(Items from a data source)
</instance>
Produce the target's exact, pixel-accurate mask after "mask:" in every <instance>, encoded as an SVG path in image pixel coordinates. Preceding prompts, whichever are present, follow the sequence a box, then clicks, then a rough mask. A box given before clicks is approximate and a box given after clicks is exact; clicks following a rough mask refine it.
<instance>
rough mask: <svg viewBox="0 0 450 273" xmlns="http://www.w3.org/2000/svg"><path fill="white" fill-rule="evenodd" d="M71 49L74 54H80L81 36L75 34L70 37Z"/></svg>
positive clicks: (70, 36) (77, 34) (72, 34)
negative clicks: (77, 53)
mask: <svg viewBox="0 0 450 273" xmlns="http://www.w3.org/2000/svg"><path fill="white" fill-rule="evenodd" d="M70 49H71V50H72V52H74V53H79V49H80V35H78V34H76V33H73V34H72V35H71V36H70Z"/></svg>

Brief :: How many lines of the listing above contain the string "fill"? Case matters. Reply with the number only.

Finished exercise :: 2